Provided material
>> start

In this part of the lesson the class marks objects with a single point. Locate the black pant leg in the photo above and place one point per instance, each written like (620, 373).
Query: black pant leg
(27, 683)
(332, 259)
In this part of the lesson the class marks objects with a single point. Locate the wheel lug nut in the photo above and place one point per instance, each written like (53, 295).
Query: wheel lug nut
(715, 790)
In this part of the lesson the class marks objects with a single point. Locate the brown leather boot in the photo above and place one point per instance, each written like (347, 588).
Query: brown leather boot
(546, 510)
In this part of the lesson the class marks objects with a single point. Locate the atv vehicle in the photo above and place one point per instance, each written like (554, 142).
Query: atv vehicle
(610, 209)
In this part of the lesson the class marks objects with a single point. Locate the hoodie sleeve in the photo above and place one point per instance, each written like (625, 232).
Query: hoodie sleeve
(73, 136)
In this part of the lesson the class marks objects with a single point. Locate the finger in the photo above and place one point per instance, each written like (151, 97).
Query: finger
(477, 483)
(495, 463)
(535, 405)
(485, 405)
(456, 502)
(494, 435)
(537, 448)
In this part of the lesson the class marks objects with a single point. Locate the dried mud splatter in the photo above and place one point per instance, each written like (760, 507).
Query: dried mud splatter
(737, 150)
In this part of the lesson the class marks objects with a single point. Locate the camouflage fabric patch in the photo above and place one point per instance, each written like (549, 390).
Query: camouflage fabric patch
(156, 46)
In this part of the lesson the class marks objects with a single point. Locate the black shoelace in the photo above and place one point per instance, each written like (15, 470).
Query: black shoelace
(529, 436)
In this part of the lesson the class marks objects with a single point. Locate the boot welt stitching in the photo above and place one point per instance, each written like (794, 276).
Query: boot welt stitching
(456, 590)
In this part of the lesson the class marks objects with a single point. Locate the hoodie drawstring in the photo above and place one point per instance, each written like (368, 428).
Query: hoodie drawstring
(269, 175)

>> end

What to produce
Revise every row above, putting "sweatshirt" in place of each occurrence of "hoodie" and keeping everything else unchanged.

Response to this task
In this part of the lesson the class marks objects with a single point. Locate the black pant leg in the photo above and place one point per instance, each written like (620, 373).
Query: black pant leg
(27, 683)
(332, 259)
In this part of the lesson the class marks objects with a single point. Locate the wheel lug nut in the photo above and place one point per instance, each written like (53, 295).
Query: wheel lug nut
(715, 790)
In this part of the lesson the class marks objects with a single point. Locate the brown leather boot in the photo above and place one point per instance, each written like (347, 588).
Query: brown leather boot
(546, 510)
In this part of the lesson the class marks objects with a single point. Locate the atv vehicle in the photo above and place one point per instance, each written like (554, 142).
Query: atv vehicle
(610, 209)
In this part of the lesson the class marks objects with a single point. Locate the sweatshirt sleeve in the photo above and place one point per instance, each written like (625, 232).
Query: sweatshirt sleeve
(73, 136)
In this part of the lesson the class marks objects with a single point. Locate the finger in the photo above and place one point per instance, each written like (151, 97).
Query: finger
(477, 483)
(495, 463)
(535, 405)
(485, 405)
(456, 502)
(494, 435)
(537, 448)
In this part of the lesson the class marks objects with a single point. Locate the dried mud splatter in the photo above and place one point per instance, each written like (760, 507).
Query: dried mud splatter
(737, 150)
In this part of the lesson the class marks objects with a single point. Locate the camouflage fabric patch in the photo above and place one point per instance, each written like (549, 390).
Query: camouflage fabric patch
(156, 46)
In this part of the lesson the class marks objects with a single point. Locate the black shoelace in the photo above and place one point per instance, each written like (15, 470).
Query: black shoelace
(529, 436)
In this part of the lesson the class marks objects with a single point. Locate the boot welt stitching in the photo above and place one point per instance, each written like (794, 276).
Query: boot welt stitching
(456, 590)
In this part of the lesson the class marks objects with a single point. Locate the sweatshirt drawstring in the photo above and place one point per instance, each written like (368, 428).
Query: sweatshirt drawstring
(269, 175)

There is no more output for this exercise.